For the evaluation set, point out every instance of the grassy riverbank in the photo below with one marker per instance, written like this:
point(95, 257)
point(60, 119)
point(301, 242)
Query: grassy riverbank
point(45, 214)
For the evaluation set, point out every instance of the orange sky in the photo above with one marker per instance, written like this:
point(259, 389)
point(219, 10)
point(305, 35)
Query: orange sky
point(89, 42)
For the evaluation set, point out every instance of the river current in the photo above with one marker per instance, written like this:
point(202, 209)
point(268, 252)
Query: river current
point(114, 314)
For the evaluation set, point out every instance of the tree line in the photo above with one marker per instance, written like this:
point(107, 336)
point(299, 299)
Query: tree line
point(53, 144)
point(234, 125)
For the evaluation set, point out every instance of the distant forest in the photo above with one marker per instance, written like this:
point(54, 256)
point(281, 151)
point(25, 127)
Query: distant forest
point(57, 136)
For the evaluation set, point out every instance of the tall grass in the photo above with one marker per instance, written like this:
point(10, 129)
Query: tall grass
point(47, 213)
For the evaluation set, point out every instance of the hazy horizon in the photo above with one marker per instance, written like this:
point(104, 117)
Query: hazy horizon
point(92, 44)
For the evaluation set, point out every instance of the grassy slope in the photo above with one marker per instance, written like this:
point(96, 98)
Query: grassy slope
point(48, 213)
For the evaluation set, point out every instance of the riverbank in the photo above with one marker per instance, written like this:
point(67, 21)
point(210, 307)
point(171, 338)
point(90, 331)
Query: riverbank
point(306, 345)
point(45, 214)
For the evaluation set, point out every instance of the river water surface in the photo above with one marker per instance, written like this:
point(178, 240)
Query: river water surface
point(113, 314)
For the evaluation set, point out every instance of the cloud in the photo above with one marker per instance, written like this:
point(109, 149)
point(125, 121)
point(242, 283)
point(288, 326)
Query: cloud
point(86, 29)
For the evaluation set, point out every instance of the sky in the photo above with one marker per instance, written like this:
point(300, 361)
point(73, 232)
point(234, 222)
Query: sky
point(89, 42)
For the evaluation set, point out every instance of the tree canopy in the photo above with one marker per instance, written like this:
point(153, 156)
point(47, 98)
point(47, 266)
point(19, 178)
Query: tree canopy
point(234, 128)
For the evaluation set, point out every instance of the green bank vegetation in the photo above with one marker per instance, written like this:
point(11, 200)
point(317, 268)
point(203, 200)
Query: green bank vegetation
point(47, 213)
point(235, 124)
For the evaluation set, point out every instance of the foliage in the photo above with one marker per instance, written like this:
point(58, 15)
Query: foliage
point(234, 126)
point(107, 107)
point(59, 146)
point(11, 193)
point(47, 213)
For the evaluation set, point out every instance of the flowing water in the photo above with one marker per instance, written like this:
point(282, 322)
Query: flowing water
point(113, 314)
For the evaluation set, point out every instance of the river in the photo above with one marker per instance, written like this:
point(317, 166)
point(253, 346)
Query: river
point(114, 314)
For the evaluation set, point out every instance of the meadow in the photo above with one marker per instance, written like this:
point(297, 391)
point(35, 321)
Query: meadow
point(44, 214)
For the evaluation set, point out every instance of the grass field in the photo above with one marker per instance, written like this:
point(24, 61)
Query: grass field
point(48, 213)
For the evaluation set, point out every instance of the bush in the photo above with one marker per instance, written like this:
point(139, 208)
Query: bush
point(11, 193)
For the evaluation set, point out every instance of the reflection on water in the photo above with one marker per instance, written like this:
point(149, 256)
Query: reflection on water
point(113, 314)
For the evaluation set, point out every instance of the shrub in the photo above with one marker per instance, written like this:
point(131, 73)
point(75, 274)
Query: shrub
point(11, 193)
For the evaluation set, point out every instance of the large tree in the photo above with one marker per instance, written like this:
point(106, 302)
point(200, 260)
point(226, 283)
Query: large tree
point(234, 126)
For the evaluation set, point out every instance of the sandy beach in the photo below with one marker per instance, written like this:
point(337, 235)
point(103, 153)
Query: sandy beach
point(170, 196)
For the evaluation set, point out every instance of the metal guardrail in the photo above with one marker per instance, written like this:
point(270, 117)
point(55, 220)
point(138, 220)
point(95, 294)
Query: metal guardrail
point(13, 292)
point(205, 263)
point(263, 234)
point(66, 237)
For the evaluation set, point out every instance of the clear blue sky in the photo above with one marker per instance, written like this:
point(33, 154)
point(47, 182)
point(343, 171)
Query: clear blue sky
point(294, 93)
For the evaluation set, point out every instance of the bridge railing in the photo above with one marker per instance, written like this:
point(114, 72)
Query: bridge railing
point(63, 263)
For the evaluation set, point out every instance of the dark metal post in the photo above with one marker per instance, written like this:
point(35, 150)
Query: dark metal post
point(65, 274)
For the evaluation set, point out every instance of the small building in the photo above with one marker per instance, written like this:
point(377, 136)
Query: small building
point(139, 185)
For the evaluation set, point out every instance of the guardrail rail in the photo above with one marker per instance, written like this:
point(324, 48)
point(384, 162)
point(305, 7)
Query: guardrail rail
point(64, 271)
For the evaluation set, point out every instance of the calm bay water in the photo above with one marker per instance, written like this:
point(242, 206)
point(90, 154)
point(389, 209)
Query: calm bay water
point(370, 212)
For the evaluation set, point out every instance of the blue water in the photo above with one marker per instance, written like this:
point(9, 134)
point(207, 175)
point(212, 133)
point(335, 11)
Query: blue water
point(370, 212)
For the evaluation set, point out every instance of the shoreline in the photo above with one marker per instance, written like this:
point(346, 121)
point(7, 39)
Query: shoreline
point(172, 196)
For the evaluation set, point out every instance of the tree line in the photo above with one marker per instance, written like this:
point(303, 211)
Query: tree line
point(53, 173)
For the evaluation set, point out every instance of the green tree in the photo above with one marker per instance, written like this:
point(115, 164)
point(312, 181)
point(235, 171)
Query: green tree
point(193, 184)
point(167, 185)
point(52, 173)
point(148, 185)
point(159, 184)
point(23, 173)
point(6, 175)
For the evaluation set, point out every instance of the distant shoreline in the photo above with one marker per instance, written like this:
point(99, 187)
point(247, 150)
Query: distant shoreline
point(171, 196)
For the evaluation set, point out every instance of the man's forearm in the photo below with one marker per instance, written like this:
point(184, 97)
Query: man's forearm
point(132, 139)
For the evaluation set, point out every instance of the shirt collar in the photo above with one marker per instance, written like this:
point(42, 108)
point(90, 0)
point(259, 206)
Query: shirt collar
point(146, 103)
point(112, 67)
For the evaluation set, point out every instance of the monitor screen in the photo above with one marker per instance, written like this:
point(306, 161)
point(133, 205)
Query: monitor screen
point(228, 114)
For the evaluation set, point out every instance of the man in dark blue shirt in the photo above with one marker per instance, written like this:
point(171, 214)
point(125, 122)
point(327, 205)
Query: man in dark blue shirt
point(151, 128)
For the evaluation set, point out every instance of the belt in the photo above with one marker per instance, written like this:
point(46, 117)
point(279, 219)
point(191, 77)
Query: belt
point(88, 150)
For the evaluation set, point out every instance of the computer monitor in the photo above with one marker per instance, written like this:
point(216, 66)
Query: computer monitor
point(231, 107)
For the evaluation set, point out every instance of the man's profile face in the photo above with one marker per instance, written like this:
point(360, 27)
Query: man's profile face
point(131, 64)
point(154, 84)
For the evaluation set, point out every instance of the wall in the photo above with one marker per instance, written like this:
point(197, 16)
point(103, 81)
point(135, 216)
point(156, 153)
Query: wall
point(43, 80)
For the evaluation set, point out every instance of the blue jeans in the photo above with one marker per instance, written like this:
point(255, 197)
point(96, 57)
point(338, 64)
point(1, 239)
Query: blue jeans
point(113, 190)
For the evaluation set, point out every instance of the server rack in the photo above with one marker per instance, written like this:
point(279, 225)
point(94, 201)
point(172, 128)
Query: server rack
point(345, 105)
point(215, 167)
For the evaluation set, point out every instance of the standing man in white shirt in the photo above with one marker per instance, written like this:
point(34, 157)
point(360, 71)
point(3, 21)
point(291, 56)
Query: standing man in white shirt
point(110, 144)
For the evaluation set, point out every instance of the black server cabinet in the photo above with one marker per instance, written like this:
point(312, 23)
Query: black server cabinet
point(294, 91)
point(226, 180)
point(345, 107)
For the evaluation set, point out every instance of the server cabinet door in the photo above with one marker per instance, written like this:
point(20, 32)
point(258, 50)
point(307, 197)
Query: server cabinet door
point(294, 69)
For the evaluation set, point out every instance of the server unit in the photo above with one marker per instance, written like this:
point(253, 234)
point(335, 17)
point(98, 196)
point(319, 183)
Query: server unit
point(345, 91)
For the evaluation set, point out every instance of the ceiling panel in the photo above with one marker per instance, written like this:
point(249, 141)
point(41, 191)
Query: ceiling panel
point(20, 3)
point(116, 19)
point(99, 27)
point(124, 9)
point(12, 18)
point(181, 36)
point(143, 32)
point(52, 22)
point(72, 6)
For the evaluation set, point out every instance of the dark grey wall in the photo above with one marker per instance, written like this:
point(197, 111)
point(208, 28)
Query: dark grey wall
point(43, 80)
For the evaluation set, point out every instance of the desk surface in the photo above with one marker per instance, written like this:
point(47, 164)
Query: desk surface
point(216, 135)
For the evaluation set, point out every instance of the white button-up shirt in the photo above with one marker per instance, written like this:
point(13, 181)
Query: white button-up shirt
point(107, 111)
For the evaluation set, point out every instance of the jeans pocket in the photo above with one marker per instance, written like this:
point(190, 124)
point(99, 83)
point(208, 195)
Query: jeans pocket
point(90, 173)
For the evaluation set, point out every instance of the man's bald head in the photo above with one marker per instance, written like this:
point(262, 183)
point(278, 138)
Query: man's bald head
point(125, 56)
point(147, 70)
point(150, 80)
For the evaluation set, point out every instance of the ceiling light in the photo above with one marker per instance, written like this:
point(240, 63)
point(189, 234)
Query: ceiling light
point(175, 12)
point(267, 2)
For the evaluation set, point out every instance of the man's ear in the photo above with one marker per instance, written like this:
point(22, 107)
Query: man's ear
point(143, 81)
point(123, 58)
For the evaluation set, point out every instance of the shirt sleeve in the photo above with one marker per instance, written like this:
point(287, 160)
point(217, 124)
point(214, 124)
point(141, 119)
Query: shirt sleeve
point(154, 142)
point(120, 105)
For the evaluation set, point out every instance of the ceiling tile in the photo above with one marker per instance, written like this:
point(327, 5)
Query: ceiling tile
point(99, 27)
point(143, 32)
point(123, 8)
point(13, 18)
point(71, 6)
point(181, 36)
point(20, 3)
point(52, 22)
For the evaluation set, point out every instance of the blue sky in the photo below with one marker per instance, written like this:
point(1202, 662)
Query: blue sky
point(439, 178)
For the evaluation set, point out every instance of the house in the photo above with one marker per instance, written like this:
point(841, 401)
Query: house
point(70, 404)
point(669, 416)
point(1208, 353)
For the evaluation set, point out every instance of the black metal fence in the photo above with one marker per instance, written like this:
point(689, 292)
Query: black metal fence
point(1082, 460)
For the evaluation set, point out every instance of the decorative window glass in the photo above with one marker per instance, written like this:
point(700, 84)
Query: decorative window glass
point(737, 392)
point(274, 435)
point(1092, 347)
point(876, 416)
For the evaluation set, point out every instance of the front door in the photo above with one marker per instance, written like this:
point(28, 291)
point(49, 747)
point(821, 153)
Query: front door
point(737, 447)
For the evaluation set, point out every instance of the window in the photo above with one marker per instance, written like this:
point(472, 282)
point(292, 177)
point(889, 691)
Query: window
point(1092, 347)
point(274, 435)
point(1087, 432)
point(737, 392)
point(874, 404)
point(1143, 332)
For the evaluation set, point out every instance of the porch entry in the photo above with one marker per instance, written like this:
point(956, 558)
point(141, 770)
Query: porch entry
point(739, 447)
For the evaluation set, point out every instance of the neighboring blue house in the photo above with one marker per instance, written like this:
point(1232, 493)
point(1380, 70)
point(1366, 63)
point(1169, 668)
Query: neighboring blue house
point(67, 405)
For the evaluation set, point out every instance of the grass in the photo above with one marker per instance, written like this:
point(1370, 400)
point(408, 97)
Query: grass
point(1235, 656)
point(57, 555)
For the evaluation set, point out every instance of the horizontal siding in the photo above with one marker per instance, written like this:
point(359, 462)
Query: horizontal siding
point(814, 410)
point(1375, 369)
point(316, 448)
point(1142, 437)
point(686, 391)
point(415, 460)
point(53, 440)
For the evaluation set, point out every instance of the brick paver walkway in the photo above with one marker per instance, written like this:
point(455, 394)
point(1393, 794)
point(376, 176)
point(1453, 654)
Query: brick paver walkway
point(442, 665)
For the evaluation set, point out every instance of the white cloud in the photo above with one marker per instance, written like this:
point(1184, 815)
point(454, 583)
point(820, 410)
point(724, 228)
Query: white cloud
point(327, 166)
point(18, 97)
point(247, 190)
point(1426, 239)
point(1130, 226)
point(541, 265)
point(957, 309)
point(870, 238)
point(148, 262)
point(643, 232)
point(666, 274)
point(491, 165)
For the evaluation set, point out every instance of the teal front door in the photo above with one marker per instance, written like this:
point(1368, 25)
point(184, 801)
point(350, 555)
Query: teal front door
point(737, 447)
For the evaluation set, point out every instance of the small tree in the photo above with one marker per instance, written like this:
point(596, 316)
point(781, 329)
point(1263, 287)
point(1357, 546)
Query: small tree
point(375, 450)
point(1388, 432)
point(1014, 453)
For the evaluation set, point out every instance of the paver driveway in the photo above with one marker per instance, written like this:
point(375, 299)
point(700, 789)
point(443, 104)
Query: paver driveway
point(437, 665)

**INSTRUCTIONS FOR THE TASK**. Copy exactly the lines of the listing above, beginning at the line with "For the evaluation set, point out every instance of the teal" and ending at its final line; write out nothing else.

**WORKED ANSWER**.
For the evaluation set, point out every instance of the teal front door in the photo above with one marker per instance, written like this:
point(1368, 25)
point(184, 801)
point(350, 555)
Query: teal front door
point(737, 447)
For the evaluation set, point out every instance of the small tree in the photo above with one marker per instance, written like this:
point(596, 316)
point(781, 329)
point(1263, 287)
point(1357, 546)
Query: small tree
point(375, 450)
point(1388, 432)
point(1014, 453)
For the evaluation set, point out every instance of the paver driveway in the photo above with one marker per instance, written like this:
point(375, 299)
point(700, 789)
point(443, 104)
Query: paver driveway
point(437, 665)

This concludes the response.